Transcribe the data that follows, exactly and in full.

__RECORDS FOR THIS TASK__
********************

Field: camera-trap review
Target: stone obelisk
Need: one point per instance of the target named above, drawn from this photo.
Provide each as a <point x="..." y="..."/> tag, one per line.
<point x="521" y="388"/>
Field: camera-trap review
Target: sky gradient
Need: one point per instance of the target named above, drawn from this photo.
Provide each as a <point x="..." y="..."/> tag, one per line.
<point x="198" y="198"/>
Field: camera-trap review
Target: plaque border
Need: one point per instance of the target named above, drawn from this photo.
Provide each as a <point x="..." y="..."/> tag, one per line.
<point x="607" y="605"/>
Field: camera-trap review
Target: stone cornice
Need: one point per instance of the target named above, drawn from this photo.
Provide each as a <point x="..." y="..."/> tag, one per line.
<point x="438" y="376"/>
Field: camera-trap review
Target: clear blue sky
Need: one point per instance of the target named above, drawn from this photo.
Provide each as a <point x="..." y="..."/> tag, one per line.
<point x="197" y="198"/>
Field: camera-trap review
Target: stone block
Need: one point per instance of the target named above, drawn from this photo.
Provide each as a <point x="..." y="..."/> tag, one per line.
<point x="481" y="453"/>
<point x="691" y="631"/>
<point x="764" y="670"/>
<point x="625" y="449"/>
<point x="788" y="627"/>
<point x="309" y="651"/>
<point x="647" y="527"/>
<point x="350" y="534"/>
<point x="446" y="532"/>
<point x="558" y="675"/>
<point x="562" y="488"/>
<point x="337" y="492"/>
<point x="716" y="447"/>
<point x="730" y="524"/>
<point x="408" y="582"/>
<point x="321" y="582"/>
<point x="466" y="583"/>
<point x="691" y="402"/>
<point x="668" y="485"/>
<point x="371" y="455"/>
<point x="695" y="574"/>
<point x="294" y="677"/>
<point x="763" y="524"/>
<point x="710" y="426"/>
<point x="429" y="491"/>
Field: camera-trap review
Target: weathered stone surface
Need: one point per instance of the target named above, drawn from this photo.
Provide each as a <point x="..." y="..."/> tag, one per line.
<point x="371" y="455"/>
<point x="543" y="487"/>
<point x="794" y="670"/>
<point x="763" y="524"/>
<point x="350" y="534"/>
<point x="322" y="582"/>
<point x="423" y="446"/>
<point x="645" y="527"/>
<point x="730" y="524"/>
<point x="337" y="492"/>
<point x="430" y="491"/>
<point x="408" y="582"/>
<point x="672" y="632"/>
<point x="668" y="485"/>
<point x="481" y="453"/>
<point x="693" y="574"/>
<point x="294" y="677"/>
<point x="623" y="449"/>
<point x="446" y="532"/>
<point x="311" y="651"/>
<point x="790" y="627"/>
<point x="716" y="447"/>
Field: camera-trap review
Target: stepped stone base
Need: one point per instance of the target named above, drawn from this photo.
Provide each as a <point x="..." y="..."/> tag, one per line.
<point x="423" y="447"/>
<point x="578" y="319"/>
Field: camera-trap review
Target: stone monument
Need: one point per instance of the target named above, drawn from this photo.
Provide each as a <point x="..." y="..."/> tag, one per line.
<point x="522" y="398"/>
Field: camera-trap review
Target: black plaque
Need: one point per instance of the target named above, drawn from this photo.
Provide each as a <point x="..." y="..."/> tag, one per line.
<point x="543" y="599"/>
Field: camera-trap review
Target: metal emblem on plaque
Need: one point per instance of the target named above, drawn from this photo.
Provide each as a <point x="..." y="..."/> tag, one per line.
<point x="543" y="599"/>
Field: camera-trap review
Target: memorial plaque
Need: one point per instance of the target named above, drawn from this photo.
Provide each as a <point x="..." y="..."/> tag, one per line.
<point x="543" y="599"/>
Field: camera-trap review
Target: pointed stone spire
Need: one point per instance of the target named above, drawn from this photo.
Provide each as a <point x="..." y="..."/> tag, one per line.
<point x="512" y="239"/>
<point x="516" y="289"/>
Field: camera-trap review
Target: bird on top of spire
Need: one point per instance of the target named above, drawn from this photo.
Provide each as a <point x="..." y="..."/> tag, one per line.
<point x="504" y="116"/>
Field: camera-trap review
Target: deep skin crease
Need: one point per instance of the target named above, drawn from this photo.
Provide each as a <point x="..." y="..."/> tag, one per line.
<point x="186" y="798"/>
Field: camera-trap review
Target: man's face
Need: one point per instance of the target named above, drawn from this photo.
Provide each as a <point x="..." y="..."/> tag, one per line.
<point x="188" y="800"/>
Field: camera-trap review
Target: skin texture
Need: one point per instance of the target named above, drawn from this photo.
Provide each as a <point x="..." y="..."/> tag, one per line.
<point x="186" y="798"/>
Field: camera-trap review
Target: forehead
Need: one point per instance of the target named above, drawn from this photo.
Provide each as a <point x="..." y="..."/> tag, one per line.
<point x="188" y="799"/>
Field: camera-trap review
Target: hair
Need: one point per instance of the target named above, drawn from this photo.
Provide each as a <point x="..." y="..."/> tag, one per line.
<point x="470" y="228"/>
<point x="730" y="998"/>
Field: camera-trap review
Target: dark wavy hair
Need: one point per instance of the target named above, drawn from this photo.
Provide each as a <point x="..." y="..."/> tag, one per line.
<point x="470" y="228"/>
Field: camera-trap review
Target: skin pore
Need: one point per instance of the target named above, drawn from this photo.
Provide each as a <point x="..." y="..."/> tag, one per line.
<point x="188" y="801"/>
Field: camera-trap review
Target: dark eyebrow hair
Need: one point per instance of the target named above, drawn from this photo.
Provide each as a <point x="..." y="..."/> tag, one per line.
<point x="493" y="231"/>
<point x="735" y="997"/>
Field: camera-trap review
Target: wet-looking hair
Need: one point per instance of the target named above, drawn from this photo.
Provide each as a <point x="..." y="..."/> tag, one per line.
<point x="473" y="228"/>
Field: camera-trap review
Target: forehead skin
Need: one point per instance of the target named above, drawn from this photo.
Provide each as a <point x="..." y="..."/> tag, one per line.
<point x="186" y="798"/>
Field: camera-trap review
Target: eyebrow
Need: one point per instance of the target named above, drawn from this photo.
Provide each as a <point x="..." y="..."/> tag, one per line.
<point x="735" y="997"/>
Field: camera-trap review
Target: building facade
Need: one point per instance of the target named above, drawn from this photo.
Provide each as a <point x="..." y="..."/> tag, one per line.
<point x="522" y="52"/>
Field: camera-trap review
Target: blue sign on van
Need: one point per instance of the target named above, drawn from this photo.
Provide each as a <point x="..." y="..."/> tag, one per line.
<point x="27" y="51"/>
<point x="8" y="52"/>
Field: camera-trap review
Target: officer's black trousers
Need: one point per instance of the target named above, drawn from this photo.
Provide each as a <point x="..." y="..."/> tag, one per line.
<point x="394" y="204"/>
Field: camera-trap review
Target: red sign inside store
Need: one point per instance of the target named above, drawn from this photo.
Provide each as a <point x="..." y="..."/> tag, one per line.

********************

__EXERCISE SOLUTION__
Field: camera-trap review
Target: stone obelisk
Need: one point per instance of the target named above, drawn from this photo.
Provide each as a <point x="..." y="..."/> tag, one per line.
<point x="521" y="388"/>
Field: camera-trap review
Target: sky gradient
Need: one point per instance of the target named above, drawn from this photo.
Provide each as a <point x="..." y="..."/> tag, one per line.
<point x="198" y="198"/>
Field: camera-trap review
Target: plaque border
Need: one point per instance of the target named above, drawn from this photo.
Provide each as a <point x="..." y="..."/> tag, one per line.
<point x="607" y="605"/>
Field: camera-trap review
Target: stone cornice
Need: one point per instance of the target named above, drawn from this photo.
Provide each as a <point x="..." y="..."/> tag, one per line.
<point x="438" y="376"/>
Field: camera-trap review
Target: clear blue sky
Need: one point per instance of the target named above, drawn from this photo.
Provide each as a <point x="..." y="..."/> tag, one per line.
<point x="197" y="198"/>
Field: camera-trap review
Target: stone block
Need: one point per instance of the target named above, drawn from this photo.
Provide each as a <point x="..." y="..."/> tag, one per line.
<point x="481" y="453"/>
<point x="691" y="631"/>
<point x="764" y="670"/>
<point x="625" y="449"/>
<point x="788" y="627"/>
<point x="309" y="651"/>
<point x="647" y="527"/>
<point x="350" y="534"/>
<point x="446" y="532"/>
<point x="558" y="675"/>
<point x="562" y="488"/>
<point x="337" y="492"/>
<point x="716" y="447"/>
<point x="730" y="524"/>
<point x="408" y="582"/>
<point x="321" y="582"/>
<point x="466" y="583"/>
<point x="691" y="402"/>
<point x="668" y="485"/>
<point x="371" y="455"/>
<point x="695" y="574"/>
<point x="294" y="677"/>
<point x="763" y="524"/>
<point x="710" y="426"/>
<point x="429" y="491"/>
Field: camera-trap review
Target: weathered stone surface
Need: one point per instance of the target named above, drawn from this photo.
Provide each as a <point x="..." y="..."/> tag, one per line.
<point x="371" y="455"/>
<point x="543" y="487"/>
<point x="794" y="670"/>
<point x="763" y="524"/>
<point x="350" y="534"/>
<point x="322" y="582"/>
<point x="423" y="446"/>
<point x="645" y="527"/>
<point x="730" y="524"/>
<point x="337" y="492"/>
<point x="430" y="491"/>
<point x="408" y="582"/>
<point x="672" y="632"/>
<point x="668" y="485"/>
<point x="481" y="453"/>
<point x="693" y="574"/>
<point x="294" y="677"/>
<point x="623" y="449"/>
<point x="446" y="532"/>
<point x="311" y="651"/>
<point x="790" y="627"/>
<point x="716" y="447"/>
Field: camera-trap review
Target: stepped stone base
Need: one point per instance of the target named above, drawn from this photo.
Provide each as a <point x="..." y="..."/> tag, one per line.
<point x="423" y="447"/>
<point x="578" y="319"/>
Field: camera-trap review
Target: stone monument
Need: one point per instance of the target named above, drawn from this photo.
Provide each as a <point x="..." y="..."/> tag, one per line.
<point x="522" y="398"/>
Field: camera-trap review
Target: black plaque
Need: one point per instance of the target named above, drawn from this photo.
Provide each as a <point x="..." y="..."/> tag, one per line.
<point x="543" y="599"/>
Field: camera-trap review
Target: metal emblem on plaque
Need: one point per instance of the target named above, drawn from this photo.
Provide each as a <point x="..." y="..."/> tag, one per line.
<point x="543" y="599"/>
Field: camera-trap review
Target: memorial plaque
Need: one point per instance of the target named above, drawn from this photo.
Provide each as a <point x="..." y="..."/> tag, one per line.
<point x="543" y="599"/>
Field: camera-trap review
Target: pointed stone spire
Need: one point per instance of the target named above, drawn from this photo.
Provide each as a <point x="..." y="..."/> tag, one per line.
<point x="512" y="239"/>
<point x="516" y="289"/>
Field: camera-trap review
Target: bird on top of spire
Need: one point per instance of the target named above, drawn from this photo.
Provide each as a <point x="..." y="..."/> tag, one per line.
<point x="504" y="116"/>
Field: camera-trap review
Target: deep skin crease
Need: one point per instance of the target named above, drawn from this photo.
Provide each as a <point x="..." y="..."/> tag, one per line.
<point x="186" y="798"/>
Field: camera-trap review
Target: man's face
Need: one point per instance of the target named above, drawn from this photo.
Provide each as a <point x="..." y="..."/> tag, one per line.
<point x="188" y="800"/>
Field: camera-trap review
Target: skin texture
Need: one point per instance of the target named above, drawn from this photo.
Provide each as a <point x="..." y="..."/> tag, one per line.
<point x="186" y="798"/>
Field: camera-trap review
Target: forehead
Need: one point per instance of the target named above, drawn from this photo.
Provide each as a <point x="..." y="..."/> tag, one per line.
<point x="188" y="799"/>
Field: camera-trap review
Target: hair
Need: one point per instance of the target named above, drawn from this photo.
Provide each as a <point x="..." y="..."/> tag, one per line.
<point x="470" y="228"/>
<point x="730" y="998"/>
Field: camera-trap review
Target: dark wavy hair
Need: one point per instance of the target named above, drawn from this photo.
Provide each as a <point x="..." y="..."/> tag, one per line.
<point x="470" y="228"/>
Field: camera-trap review
Target: skin pore
Need: one point per instance of the target named above, drawn from this photo.
Provide each as a <point x="..." y="..."/> tag, one per line.
<point x="188" y="801"/>
Field: camera-trap review
Target: dark eyebrow hair
Need: one point per instance of the target named above, drawn from this photo.
Provide each as a <point x="..." y="..."/> tag, one per line.
<point x="493" y="231"/>
<point x="735" y="997"/>
Field: camera-trap review
Target: wet-looking hair
Need: one point per instance of the target named above, drawn from this photo.
Provide each as a <point x="..." y="..."/> tag, one per line.
<point x="473" y="228"/>
Field: camera-trap review
Target: forehead skin
Need: one point per instance of the target named above, drawn from this photo.
Provide each as a <point x="..." y="..."/> tag, one per line.
<point x="186" y="798"/>
Field: camera-trap review
Target: eyebrow
Need: one point per instance of the target named above, drawn from this photo.
Provide each as a <point x="..." y="..."/> tag, one per line.
<point x="735" y="997"/>
Field: camera-trap review
Target: building facade
Need: one point per instance of the target named above, drawn from this photo.
Provide each as a <point x="..." y="..."/> tag, one per line.
<point x="522" y="52"/>
Field: camera-trap review
Target: blue sign on van
Need: one point per instance of the target named above, drawn from this photo.
Provide each as a <point x="..." y="..."/> tag, one per line.
<point x="27" y="51"/>
<point x="8" y="52"/>
Field: camera-trap review
Target: officer's black trousers
Need: one point per instance of the target named above, drawn from this photo.
Provide each as a <point x="..." y="..."/> tag, one per line.
<point x="394" y="204"/>
Field: camera-trap review
Target: red sign inside store
Need: one point per instance of the target named above, drawn from this photo.
Provide each as a <point x="..." y="..."/> tag, one per line.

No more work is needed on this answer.